Bild: Eine Handvoll Unternehmen profitiert vom Geschäft mit der Schokolade
Berlin taz | Die Kakaopreise an der Börse gehen durch die Decke. Sie sind
so hoch wie noch nie. Zum Vergleich: In den letzten 20 Jahren lagen sie
zwischen 1.500 und 4.000 US-Dollar pro Tonne. Heute wurde die gleiche Menge
für 10.500 US-Dollar gehandelt. Bei einem Großteil der Bauern allerdings
kommt davon nichts an. Die meisten von ihnen leben in Armut.
Trotzdem konnten sich die wichtigsten Akteure entlang der Lieferkette zum
Abschluss einer dreitägigen Kakao-Konferenz am Mittwoch in Brüssel nur auf
eine unverbindliche Absichtserklärung einigen. Darin bekannten sie sich zum
„klaren Ziel“ existenzsichernder Einkommen für Kakaobäuer*innen.
Die Kakao-Konferenz ist das wichtigste Forum für Regierungsvertreter*innen,
Unternehmen, Händler*innen, Vertreter von Bäuer*innen und
Zivilgesellschaft. Dieses Jahr stand sie unter dem Motto „Mehr für
nachhaltigen Kakao zahlen“. Doch wer am Ende mehr zahlt, ist noch offen.
„Wir machen immer Verluste, weil die Kosten für den Anbau hoch sind und der
Preis, den wir für den Kakao bekommen, niedrig ist“, sagte die Kakaobäuerin
Leticia Yankey der taz. Yankey hat in Ghana eine Kooperative gegründet, der
heute 600 Frauen angehören. In dem hochverschuldeten Land regelt die
staatliche Behörde Cocobod den Export: Sie nimmt Kredite auf, um die Bauern
und Bäuerinnen im voraus für die Ernten zu bezahlen, macht Verträge mit den
Händlern. Die Regierung will damit die Preise stabilisieren, hat dann aber
nichts von dem Höhenflug an der Börse.

★ ★ ★

**Aufgaben:**
(1) Schreib aus dem Text über die Kakaopreise den Abschnitt ab, der mit den Worten „Trotzdem konnten sich“ anfängt und mit „ist noch offen.“ aufhört.
(2) Für welche Gruppen ist die Kakao-Konferenz laut dem Text über die Kakaopreise das wichtigste Forum? Nenne alle.

★ ★ ★

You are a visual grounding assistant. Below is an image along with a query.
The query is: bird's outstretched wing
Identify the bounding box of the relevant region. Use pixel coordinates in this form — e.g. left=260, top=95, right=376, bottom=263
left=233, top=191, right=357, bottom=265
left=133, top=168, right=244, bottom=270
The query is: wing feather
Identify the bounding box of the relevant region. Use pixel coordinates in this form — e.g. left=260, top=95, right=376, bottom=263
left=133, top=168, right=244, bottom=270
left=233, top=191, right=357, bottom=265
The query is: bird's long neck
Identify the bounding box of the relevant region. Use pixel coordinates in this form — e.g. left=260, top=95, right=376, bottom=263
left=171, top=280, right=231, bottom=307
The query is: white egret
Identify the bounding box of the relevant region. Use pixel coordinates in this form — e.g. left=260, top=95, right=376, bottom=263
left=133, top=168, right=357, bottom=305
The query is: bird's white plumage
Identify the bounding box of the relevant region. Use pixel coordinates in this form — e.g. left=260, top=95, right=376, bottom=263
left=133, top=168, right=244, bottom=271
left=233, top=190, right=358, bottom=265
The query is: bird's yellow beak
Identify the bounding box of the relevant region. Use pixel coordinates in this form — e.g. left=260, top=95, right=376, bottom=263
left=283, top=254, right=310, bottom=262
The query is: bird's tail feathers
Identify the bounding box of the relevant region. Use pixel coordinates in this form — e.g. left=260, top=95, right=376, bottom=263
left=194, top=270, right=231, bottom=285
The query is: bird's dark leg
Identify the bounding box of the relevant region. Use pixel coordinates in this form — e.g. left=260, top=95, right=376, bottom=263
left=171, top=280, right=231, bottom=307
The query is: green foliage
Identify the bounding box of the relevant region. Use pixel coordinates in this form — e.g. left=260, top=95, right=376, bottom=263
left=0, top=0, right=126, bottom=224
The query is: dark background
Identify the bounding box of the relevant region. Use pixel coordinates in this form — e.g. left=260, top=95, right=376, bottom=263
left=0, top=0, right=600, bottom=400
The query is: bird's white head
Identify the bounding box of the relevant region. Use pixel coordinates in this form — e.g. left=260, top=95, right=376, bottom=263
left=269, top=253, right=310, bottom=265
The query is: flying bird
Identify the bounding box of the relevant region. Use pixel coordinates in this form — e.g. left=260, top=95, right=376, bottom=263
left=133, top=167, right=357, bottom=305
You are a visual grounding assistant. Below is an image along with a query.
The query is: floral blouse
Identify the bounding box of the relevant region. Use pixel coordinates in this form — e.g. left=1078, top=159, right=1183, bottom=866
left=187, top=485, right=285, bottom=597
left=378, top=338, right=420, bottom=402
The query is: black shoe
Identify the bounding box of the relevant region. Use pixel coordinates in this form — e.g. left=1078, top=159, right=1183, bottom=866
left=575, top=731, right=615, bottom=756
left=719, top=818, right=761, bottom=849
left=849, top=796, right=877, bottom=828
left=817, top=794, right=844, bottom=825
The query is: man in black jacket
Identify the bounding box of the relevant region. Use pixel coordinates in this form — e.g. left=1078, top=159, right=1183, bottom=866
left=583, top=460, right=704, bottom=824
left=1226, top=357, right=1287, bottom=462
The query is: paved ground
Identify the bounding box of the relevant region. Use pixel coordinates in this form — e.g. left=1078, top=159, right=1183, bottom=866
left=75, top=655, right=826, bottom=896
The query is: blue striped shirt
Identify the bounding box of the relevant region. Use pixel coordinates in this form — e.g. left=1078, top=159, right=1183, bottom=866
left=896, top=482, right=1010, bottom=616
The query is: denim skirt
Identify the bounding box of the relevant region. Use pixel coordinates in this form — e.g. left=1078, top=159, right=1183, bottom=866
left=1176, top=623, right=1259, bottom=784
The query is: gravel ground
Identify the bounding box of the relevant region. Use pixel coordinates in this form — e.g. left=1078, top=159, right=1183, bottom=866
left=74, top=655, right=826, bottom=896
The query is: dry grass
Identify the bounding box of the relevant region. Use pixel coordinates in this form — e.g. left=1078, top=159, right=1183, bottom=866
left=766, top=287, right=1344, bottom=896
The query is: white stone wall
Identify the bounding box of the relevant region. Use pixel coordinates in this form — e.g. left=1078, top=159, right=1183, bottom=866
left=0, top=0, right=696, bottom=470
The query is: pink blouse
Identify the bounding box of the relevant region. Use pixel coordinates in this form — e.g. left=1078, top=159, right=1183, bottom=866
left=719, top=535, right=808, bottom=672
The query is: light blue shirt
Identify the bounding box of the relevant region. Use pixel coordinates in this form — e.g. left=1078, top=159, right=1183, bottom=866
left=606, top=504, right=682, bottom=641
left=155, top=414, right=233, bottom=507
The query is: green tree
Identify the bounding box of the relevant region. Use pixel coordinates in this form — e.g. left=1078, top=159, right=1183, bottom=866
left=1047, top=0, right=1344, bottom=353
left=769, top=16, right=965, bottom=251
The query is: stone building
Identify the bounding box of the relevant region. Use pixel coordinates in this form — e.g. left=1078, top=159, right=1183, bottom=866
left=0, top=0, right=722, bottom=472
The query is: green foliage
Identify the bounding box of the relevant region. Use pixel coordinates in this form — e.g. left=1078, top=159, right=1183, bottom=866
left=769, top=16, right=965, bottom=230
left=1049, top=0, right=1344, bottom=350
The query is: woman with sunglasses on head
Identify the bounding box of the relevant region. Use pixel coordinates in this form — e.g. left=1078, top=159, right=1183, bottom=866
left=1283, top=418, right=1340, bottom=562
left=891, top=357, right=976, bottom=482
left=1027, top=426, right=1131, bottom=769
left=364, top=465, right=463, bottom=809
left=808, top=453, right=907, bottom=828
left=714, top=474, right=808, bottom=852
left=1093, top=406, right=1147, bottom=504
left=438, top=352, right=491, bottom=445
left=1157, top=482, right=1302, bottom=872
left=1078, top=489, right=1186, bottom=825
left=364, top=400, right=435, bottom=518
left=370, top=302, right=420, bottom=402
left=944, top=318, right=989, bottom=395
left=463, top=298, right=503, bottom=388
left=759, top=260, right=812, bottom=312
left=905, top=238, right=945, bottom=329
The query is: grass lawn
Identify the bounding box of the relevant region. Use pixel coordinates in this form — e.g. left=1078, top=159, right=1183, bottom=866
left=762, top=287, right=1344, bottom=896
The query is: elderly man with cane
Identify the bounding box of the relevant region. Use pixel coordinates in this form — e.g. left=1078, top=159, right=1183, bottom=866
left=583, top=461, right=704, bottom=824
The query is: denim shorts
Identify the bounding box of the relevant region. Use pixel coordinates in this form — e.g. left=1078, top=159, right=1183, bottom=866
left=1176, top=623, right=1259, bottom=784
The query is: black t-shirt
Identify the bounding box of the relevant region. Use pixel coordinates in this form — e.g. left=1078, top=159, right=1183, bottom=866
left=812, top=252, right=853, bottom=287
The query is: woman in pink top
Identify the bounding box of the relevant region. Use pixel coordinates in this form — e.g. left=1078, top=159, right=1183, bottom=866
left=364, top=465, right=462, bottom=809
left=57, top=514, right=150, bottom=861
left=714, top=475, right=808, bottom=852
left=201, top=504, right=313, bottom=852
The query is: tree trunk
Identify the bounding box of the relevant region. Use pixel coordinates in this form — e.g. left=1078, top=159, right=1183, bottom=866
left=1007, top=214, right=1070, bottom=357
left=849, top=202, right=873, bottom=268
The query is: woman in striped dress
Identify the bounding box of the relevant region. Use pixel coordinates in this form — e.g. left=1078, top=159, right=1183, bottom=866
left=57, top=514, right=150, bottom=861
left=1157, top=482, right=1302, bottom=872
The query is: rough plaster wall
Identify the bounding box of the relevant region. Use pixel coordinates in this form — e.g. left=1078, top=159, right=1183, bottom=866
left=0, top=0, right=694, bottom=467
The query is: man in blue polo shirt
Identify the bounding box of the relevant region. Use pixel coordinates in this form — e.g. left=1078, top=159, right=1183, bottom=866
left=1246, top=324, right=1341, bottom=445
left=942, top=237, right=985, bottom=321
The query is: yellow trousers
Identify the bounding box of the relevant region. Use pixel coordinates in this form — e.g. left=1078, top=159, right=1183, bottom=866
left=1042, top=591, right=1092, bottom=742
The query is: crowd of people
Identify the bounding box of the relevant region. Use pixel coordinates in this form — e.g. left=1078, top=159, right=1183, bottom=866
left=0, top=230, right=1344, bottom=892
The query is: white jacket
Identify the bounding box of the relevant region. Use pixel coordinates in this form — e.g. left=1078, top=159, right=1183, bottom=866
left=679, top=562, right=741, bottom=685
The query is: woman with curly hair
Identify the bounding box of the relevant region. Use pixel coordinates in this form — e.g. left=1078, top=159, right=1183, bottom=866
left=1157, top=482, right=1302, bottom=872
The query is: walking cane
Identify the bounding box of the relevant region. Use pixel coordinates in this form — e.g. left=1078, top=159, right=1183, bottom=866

★ ★ ★

**Lösungen:**
(1)
Trotzdem konnten sich die wichtigsten Akteure entlang der Lieferkette zum
Abschluss einer dreitägigen Kakao-Konferenz am Mittwoch in Brüssel nur auf
eine unverbindliche Absichtserklärung einigen. Darin bekannten sie sich zum
„klaren Ziel“ existenzsichernder Einkommen für Kakaobäuer*innen.
Die Kakao-Konferenz ist das wichtigste Forum für Regierungsvertreter*innen,
Unternehmen, Händler*innen, Vertreter von Bäuer*innen und
Zivilgesellschaft. Dieses Jahr stand sie unter dem Motto „Mehr für
nachhaltigen Kakao zahlen“. Doch wer am Ende mehr zahlt, ist noch offen.

(2)
- Regierungsvertreter*innen
- Unternehmen
- Händler*innen
- Vertreter von Bäuer*innen
- Zivilgesellschaft